EXTRACTED TEXT:
F16 variants - Update loads and stores to AVX2 - Group 4 by r-abishek · Pull Request #627 · ROCm/rpp

r-abishek · 2025-10-08T06:20:56Z

Replacement of scalar load/store and conversion to FP32, with AVX2 intrinsics - no additions or removals to external user API.
40.6% - 48.8% improvements in performance for the updated kernels for the FP16 bit depth.
F16 Load/Store updates for exposure, spatter, log.

…d_store.hpp

F16 load store updates grp 4

Copilot

Pull Request Overview

This PR optimizes F16 variants by replacing scalar load/store operations with AVX2 intrinsics for spatter, log, and exposure kernels. The changes eliminate manual conversion loops between F16 and F32 formats, leveraging specialized SIMD load/store functions for direct F16 handling.

Replaced scalar F16-to-F32 conversion loops with direct AVX2 F16 load functions
Updated SIMD store operations to write directly to F16 format
Moved non-AVX2 fallback code inside proper conditional blocks

Reviewed Changes

Copilot reviewed 3 out of 3 changed files in this pull request and generated 4 comments.

File	Description
src/modules/tensor/cpu/kernel/spatter.cpp	Updated spatter kernel to use AVX2 F16 load/store intrinsics, reorganized conditional compilation blocks
src/modules/tensor/cpu/kernel/log.cpp	Replaced manual F16-to-F32 conversion with direct AVX2 F16 load operations
src/modules/tensor/cpu/kernel/exposure.cpp	Eliminated manual conversion loops, using direct F16 SIMD load/store functions

_{Tip: Customize your code reviews with copilot-instructions.md. Create the file or learn how to get started.}

Copilot · 2025-10-08T06:21:49Z

src/modules/tensor/cpu/kernel/spatter.cpp

-                    rpp_simd_store(rpp_store24_f32pln3_to_f32pln3_avx, dstPtrTempR_ps, dstPtrTempG_ps, dstPtrTempB_ps, p);    // simd stores
+                    rpp_simd_store(rpp_store24_f32pln3_to_f16pln3_avx, dstPtrTempR, dstPtrTempG, dstPtrTempB, p);    // simd stores
 #else
+                    Rpp32f srcPtrTemp_ps[13];


Array size is 13 but vectorIncrement is typically 12 for non-AVX2 path. Consider using vectorIncrement constant instead of magic number 13.

Suggested change

Rpp32f srcPtrTemp_ps[13];

Rpp32f srcPtrTemp_ps[vectorIncrement];

@r-abishek please consider this also

We will check and consolidate such changes which is required across multiple kernels as a separate PR. Thanks

src/modules/tensor/cpu/kernel/spatter.cpp

Copilot · 2025-10-08T06:21:50Z

src/modules/tensor/cpu/kernel/log.cpp

        Rpp32u vectorIncrement = 16;
        if (nDim == 1)
        {
+            alignedLength = length[0] & ~15;


Magic number 15 should be replaced with (vectorIncrement - 1) for better maintainability and clarity.

this will be truncating the length to the nearest multiple of 16. Is that what is needed?

Records from a collection
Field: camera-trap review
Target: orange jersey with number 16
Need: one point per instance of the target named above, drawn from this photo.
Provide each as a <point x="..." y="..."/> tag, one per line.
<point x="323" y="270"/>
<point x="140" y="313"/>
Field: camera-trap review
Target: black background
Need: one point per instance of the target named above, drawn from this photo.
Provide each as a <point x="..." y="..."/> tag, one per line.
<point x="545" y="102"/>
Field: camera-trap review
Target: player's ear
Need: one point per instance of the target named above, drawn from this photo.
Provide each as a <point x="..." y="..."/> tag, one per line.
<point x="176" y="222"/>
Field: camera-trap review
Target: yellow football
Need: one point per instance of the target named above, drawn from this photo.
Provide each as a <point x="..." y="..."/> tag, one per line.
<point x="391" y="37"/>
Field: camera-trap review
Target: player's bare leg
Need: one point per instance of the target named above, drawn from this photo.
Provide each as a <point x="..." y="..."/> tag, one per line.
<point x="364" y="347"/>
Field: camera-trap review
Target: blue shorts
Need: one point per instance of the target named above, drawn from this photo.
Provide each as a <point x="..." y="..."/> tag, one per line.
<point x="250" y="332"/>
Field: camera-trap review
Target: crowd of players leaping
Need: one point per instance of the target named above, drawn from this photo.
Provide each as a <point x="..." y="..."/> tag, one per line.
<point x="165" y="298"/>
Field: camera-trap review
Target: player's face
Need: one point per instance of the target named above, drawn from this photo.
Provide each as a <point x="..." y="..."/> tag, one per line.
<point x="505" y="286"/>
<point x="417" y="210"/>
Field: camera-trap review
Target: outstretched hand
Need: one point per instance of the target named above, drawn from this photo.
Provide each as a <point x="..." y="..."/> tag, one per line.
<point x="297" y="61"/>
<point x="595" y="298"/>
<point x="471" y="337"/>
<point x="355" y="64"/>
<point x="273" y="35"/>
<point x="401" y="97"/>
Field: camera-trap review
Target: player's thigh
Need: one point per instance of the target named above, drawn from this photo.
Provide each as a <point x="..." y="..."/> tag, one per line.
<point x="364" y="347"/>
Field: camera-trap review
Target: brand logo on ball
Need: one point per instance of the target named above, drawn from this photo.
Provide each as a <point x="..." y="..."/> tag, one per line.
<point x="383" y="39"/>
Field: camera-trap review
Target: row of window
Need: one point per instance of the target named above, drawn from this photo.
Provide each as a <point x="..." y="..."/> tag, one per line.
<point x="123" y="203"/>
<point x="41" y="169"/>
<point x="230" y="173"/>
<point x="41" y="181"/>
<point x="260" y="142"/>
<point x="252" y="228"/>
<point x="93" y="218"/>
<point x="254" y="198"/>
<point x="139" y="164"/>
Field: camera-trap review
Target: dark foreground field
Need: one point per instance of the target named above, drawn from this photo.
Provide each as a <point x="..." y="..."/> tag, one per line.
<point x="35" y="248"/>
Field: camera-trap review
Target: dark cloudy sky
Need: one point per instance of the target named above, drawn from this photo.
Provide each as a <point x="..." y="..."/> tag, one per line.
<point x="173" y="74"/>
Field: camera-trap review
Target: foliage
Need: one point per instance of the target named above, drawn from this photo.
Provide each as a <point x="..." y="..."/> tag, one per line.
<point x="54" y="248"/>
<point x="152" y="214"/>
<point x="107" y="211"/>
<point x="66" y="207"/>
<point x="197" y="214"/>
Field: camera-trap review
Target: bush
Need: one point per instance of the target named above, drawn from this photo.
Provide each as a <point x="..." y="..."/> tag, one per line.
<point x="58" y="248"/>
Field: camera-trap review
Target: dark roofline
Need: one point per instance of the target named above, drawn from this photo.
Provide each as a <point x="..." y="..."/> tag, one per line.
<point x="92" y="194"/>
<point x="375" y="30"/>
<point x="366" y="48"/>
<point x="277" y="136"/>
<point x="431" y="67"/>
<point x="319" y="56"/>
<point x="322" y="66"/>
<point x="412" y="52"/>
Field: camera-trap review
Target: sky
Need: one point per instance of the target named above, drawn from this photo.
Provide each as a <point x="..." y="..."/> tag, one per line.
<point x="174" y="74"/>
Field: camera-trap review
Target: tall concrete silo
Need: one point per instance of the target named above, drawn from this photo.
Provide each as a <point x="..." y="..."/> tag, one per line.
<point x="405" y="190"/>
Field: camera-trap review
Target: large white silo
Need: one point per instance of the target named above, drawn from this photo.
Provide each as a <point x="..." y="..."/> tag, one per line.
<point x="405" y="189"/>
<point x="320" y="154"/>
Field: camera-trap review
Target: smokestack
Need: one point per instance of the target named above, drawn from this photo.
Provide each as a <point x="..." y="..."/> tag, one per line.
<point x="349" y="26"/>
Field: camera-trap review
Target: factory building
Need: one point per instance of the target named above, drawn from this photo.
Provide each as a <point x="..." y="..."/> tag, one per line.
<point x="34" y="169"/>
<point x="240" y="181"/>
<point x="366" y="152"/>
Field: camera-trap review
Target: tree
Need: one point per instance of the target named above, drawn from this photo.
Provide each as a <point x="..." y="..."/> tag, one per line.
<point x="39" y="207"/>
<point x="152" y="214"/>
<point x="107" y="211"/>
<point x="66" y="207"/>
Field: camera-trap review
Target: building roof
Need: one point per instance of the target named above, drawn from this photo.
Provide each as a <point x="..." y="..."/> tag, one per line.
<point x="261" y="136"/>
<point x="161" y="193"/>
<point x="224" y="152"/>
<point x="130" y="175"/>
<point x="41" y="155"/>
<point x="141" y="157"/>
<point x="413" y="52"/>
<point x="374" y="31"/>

EXERCISE REQUIREMENTS:
A. What range of performance improvement does the pull request page report for the updated kernels at the FP16 bit depth?
B. Decide whether each statement agrees with the pull request page, answering yes or no and quoting the words that settle it. (i) The changes add new functions to the external user API. (ii) Copilot reviewed every changed file in the pull request. (iii) The updated kernels are exposure, spatter, and log.
C. Continue the pull request page from its last line.

RESULTS:
A. 40.6% to 48.8%.

B.
(i) No: "no additions or removals to external user API."
(ii) Yes: "Copilot reviewed 3 out of 3 changed files in this pull request and generated 4 comments."
(iii) Yes: "F16 Load/Store updates for exposure, spatter, log."

C.
Yes. We are processing the values in batches of 16 with the AVX Code. The leftover values are processed with raw C Code. Thanks

Updated based on the comment. Resolved

codecov · 2025-10-08T21:59:30Z

Codecov Report

❌ Patch coverage is 58.62069% with 12 lines in your changes missing coverage. Please review.

Files with missing lines	Patch %	Lines
src/modules/tensor/cpu/kernel/log.cpp	20.00%	12 Missing ⚠️

Additional details and impacted files

@@             Coverage Diff             @@
##           develop     #627      +/-   ##
===========================================
- Coverage    88.50%   88.09%   -0.41%     
===========================================
  Files          195      195              
  Lines        82768    82704      -64     
===========================================
- Hits         73251    72852     -399     
- Misses        9517     9852     +335

Files with missing lines	Coverage Δ
src/modules/tensor/cpu/kernel/exposure.cpp	`100.00% <100.00%> (ø)`
src/modules/tensor/cpu/kernel/spatter.cpp	`97.50% <100.00%> (-0.07%)`	⬇️
src/modules/tensor/cpu/kernel/log.cpp	`22.52% <20.00%> (-0.26%)`	⬇️

... and 3 files with indirect coverage changes

🚀 New features to boost your workflow:

❄️ Test Analytics: Detect flaky tests, report on failures, and find test suite problems.

rrawther

please address all review comments

rrawther · 2025-10-11T01:27:08Z

src/modules/tensor/cpu/kernel/log.cpp

        Rpp32u vectorIncrement = 16;
        if (nDim == 1)
        {
+            alignedLength = length[0] & ~15;


this will be truncating the length to the nearest multiple of 16. Is that what is needed?

F16 copilot comments 1

rrawther

The size of dstPtrTemp is set to 13 instead of 12 to avoid overflow and segmentation fault issues when we utilize the SIMD load/store functions

we can't increase the array size to more than required to avoid segfault. If it is caused by a bug in the code, it needs to be addressed instead

Srihari-mcw · 2025-10-16T04:48:15Z

The size of dstPtrTemp is set to 13 instead of 12 to avoid overflow and segmentation fault issues when we utilize the SIMD load/store functions

we can't increase the array size to more than required to avoid segfault. If it is caused by a bug in the code, it needs to be addressed instead

With this specific function for example, we are trying to load the pkd3 inputs to pln3 layout. The PKD3 values are loaded in 4 different vectors and transposed to load the values in PLN3 layout. Here for p[3] we are loading from srcPtr + 9. _mm_loadu_ps loads 4 float values from the location. Hence srcPtr is kept as a buffer a size 13.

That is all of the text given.